Garza’s next start, against the Mets, came with Dioner Navarro behind the plate. Garza was dominant, and indicated that he’d like to have Navarro behind the plate for his future starts. So, was he right? Was Navarro instrumental in Garza’s success against the Mets? Should he just have Navarro behind the plate for all of his starts?

“[Garza succeeded because he had] command of his fastball,” Sveum said, per Cubs.com. “When you have command of your fastball down and away, in any kind of format in the big leagues, you’re going to have success.”

Sveum also pointed out how Castillo has been catching the other pitchers well – Feldman, Wood, and Samardzija have all had great starts with Castillo behind the plate – and probably didn’t want to see his starting catcher hung out to dry. I doubt Garza meant any of this as a shot at Castillo, but it’s kind of a delicate situation.

For now, it doesn’t sound like Sveum is inclined to give Garza a guaranteed personal catcher in Navarro, even if we see him catching more of Garza’s starts from here on out.

========

TO-DO LIST:
**A.** Change "behind the plate" to "at catcher" in the Garza catcher passage, starting with "Garza’s next start, against" and going on through "a delicate situation.", and give that stretch again.
**B.** Carry on the passage about Garza and his catchers from the point where it stops.
The rows have no connection to the passage about Garza's catchers.

INFORMATION PROVIDED:
========

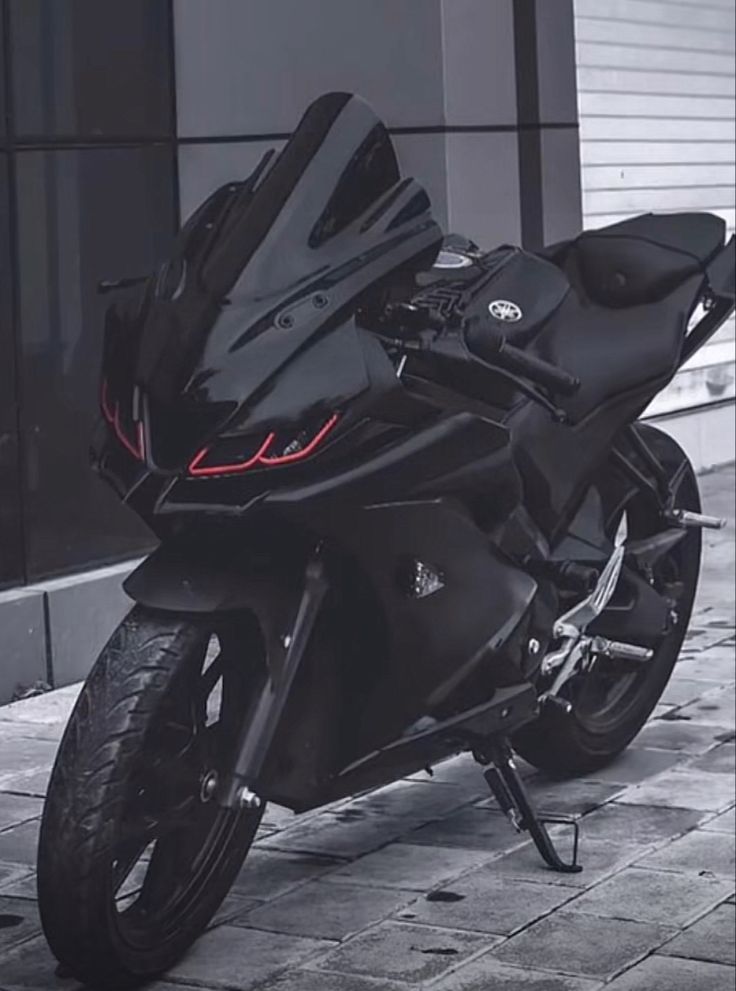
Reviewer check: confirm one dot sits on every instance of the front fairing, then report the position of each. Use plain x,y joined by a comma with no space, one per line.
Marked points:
268,270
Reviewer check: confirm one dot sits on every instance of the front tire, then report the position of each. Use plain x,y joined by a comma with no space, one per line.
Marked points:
134,855
597,731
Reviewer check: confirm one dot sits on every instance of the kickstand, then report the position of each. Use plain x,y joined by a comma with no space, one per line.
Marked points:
505,782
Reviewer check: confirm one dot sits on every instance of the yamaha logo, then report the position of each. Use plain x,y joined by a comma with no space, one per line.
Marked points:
505,311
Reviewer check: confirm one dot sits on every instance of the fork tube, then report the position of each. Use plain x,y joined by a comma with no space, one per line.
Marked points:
258,735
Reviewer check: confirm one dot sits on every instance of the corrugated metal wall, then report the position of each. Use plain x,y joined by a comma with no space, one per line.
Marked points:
657,115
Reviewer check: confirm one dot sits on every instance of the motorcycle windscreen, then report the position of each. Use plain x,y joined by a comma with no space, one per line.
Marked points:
286,259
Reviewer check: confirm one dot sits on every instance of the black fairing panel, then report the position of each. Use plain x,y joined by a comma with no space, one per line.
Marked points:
265,269
644,259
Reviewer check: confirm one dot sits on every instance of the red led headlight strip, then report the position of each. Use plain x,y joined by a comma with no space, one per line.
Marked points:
261,456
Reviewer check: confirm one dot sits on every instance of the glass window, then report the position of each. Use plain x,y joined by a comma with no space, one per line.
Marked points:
11,563
83,216
91,68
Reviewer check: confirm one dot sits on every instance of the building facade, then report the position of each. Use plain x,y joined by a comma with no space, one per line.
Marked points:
118,117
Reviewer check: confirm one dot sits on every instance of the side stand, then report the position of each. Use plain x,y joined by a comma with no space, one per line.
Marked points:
506,784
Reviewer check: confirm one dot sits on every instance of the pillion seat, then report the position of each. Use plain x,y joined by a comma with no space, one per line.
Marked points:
641,260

========

RESPONSES TO THE TASKS:
**A.**
Garza’s next start, against the Mets, came with Dioner Navarro at catcher. Garza was dominant, and indicated that he’d like to have Navarro at catcher for his future starts. So, was he right? Was Navarro instrumental in Garza’s success against the Mets? Should he just have Navarro at catcher for all of his starts?

“[Garza succeeded because he had] command of his fastball,” Sveum said, per Cubs.com. “When you have command of your fastball down and away, in any kind of format in the big leagues, you’re going to have success.”

Sveum also pointed out how Castillo has been catching the other pitchers well – Feldman, Wood, and Samardzija have all had great starts with Castillo at catcher – and probably didn’t want to see his starting catcher hung out to dry. I doubt Garza meant any of this as a shot at Castillo, but it’s kind of a delicate situation.

**B.**
What immediately jumps out at me about all of this is how bad it could look to other teams if they believe that Garza is saying that he can’t pitch effectively unless a particular catcher is behind the plate. I doubt that’s what Garza intends to say, but it’s all about perception. If the Cubs want to shop Garza over the next month and a half, I’d reckon they’re not going to want to do it against the backdrop of Garza pitching well with Navarro behind the plate and poorly with Castillo behind the plate, and Garza saying that the catcher is the reason for that duality. Odds are, if Garza’s traded, it won’t be in a tandem deal with Navarro – so Garza’s going to have to pitch well no matter who is behind the plate.

I’m not sure that Sveum’s thinking that way when he says Garza just needs to command his stuff and he can pitch well no matter who is behind the plate – it sounds like the kind of thing a manager says, regardless – but it’s definitely the right move from an organizational perspective.

  • Cubbie Blues

    I didn’t read it as any catcher, but a young inexperienced one. Garza is both having to deal with the plan and strategy as well as teach a young catcher how to do the same instead of only focusing on executing the game plan.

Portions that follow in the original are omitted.